● **Given request**
Add 52 to every bounding-box coordinate in the answers of the records, from the line containing "Tag smiling face in this screenshot." down to and including the line containing "[[494, 267, 522, 293], [494, 270, 517, 279]]". Give all those lines again, with the requests and format lines left unchanged.

## BEGIN

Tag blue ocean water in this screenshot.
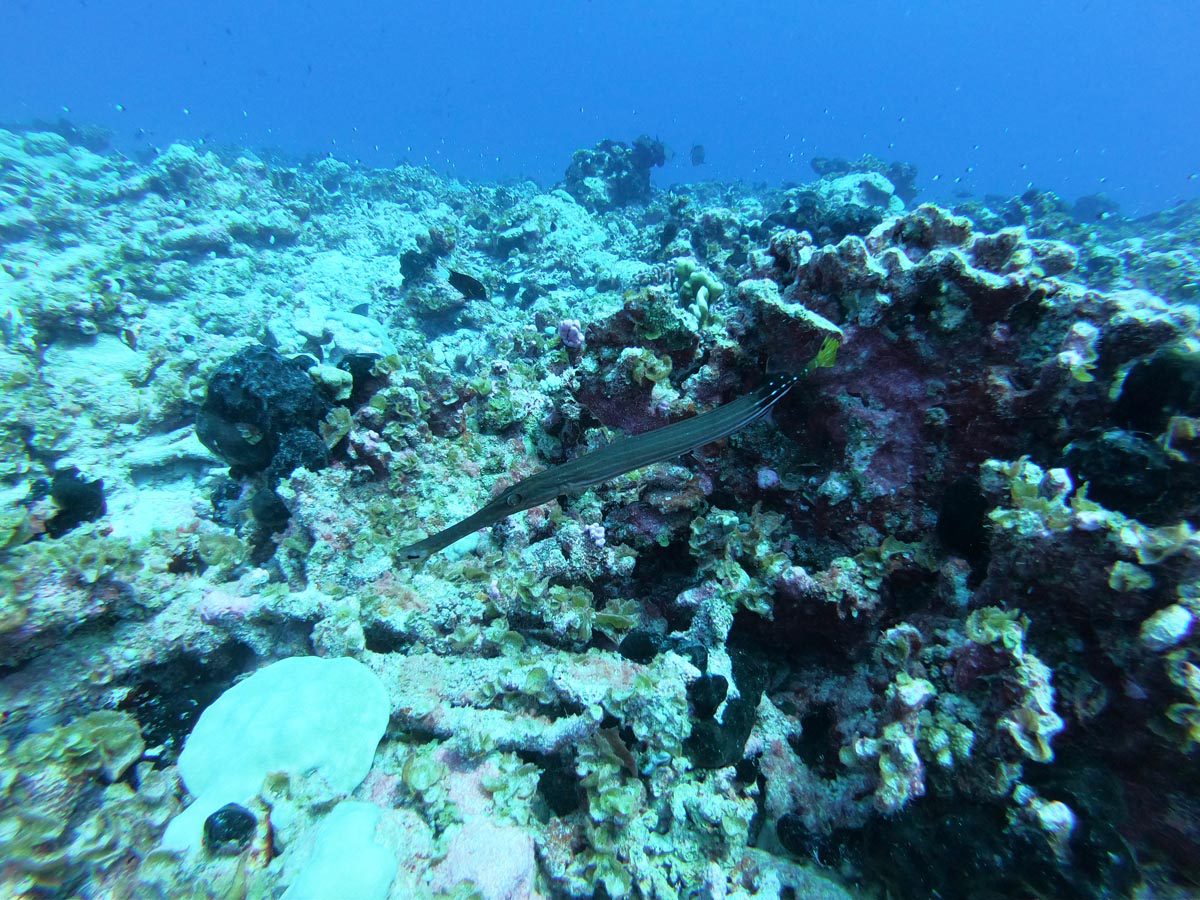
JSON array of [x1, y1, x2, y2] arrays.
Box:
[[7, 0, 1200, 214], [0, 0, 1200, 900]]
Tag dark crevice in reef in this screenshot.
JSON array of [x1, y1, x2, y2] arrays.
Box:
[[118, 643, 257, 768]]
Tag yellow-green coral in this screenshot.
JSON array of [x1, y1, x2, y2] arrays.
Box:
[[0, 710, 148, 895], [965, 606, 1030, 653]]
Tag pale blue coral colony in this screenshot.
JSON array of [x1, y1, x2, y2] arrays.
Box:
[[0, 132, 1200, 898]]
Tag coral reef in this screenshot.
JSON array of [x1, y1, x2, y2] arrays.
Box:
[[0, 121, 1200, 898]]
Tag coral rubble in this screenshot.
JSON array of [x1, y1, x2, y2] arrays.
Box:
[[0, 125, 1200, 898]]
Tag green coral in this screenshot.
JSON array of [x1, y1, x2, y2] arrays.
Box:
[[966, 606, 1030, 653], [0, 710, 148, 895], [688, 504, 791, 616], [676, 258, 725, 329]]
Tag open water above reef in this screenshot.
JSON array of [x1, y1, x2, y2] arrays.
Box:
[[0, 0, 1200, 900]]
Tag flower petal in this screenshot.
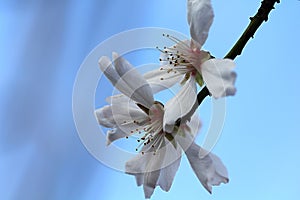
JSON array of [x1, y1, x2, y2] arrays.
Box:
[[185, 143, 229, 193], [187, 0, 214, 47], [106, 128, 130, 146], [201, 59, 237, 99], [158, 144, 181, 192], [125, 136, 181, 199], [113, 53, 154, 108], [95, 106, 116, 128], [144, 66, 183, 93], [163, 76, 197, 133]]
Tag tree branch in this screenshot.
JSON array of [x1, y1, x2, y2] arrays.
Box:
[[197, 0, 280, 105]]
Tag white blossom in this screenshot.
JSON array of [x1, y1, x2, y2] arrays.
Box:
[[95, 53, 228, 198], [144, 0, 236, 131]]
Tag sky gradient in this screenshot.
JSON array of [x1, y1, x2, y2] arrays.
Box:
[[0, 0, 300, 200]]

## END
## BEGIN

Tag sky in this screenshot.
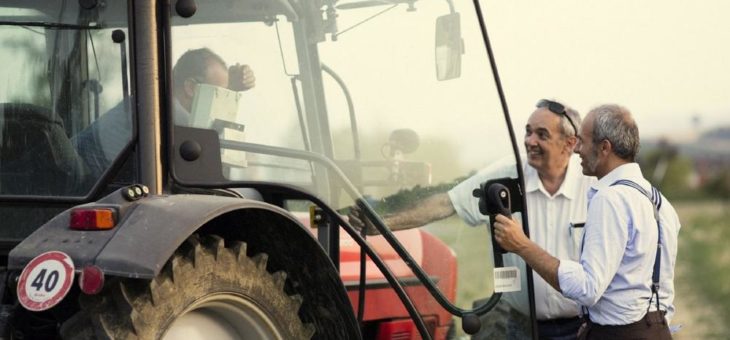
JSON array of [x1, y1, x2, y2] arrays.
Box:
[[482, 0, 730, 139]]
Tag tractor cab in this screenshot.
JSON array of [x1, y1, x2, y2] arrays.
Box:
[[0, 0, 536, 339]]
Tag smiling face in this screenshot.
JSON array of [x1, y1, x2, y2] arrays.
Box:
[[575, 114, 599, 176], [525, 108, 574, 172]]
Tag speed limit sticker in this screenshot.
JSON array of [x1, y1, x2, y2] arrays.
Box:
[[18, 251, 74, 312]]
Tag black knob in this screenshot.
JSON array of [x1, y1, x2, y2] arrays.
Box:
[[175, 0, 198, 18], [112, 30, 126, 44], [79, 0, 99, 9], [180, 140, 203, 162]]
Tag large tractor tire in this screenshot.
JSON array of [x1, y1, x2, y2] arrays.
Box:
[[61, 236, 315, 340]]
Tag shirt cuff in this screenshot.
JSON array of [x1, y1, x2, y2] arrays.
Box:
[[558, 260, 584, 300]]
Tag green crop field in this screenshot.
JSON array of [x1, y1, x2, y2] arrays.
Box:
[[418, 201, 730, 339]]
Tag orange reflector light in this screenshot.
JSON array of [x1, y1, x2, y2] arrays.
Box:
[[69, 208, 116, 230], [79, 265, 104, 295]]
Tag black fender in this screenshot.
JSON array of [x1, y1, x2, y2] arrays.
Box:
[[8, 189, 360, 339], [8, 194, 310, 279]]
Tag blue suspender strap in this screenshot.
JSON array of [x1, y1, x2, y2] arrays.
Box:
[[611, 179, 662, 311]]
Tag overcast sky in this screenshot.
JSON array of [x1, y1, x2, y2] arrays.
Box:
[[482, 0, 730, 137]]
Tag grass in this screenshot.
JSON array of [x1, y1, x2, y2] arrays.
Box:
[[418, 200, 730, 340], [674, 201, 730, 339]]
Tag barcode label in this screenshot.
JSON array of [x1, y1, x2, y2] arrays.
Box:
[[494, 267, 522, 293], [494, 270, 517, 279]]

## END

● **Full output**
Tag smiling face in this screenshot.
JSON array of [x1, y1, x2, y2] arrays.
Box:
[[627, 166, 651, 228], [577, 160, 626, 224]]
Tag speed limit sticker in this screenshot.
JSON array of [x1, y1, x2, y2] arrays.
Box:
[[70, 303, 126, 364]]
Tag black knob in this screenshot.
JSON array of [x1, y1, x2, y2] arrays.
Box:
[[227, 52, 250, 70], [164, 82, 178, 96], [131, 52, 151, 61], [232, 192, 255, 214]]
Tag large tractor tire in this screenshot.
JSON array of [x1, y1, x2, y2] arrays.
Box:
[[113, 288, 367, 392]]
Tag shirt cuff in this screenshot.
JSON array of [x1, y1, x2, y2] arrays.
Box:
[[610, 312, 636, 352]]
Tag green crop field in this screenshot.
JSON array of [x1, y1, x2, y2] arrays.
Box:
[[470, 253, 782, 391]]
Tag orange reflector light in this screenshot.
JSON array of [x1, y1, x2, y2] arrays.
Box:
[[121, 260, 168, 282], [131, 317, 156, 347]]
Tag black fender in this screenshot.
JSON array of [x1, y1, x2, y2] arrays.
Box:
[[60, 241, 412, 391], [60, 246, 362, 331]]
Tag blue suspender strap in this screenshot.
JSON array of [x1, y1, x2, y2] arrays.
Box:
[[663, 231, 714, 363]]
Tag overcast sky in this screenshot.
JSON array of [x1, y1, x2, y2] arrays.
Box:
[[534, 52, 782, 189]]
Tag grass in this screenshot.
JSON array of [x1, y1, x2, y2] arrays.
Box:
[[470, 252, 782, 392], [726, 253, 782, 391]]
Tag barcode label in this screenshot.
JSON array of [x1, y1, x2, y2] arrays.
Box:
[[546, 319, 574, 345], [546, 322, 569, 331]]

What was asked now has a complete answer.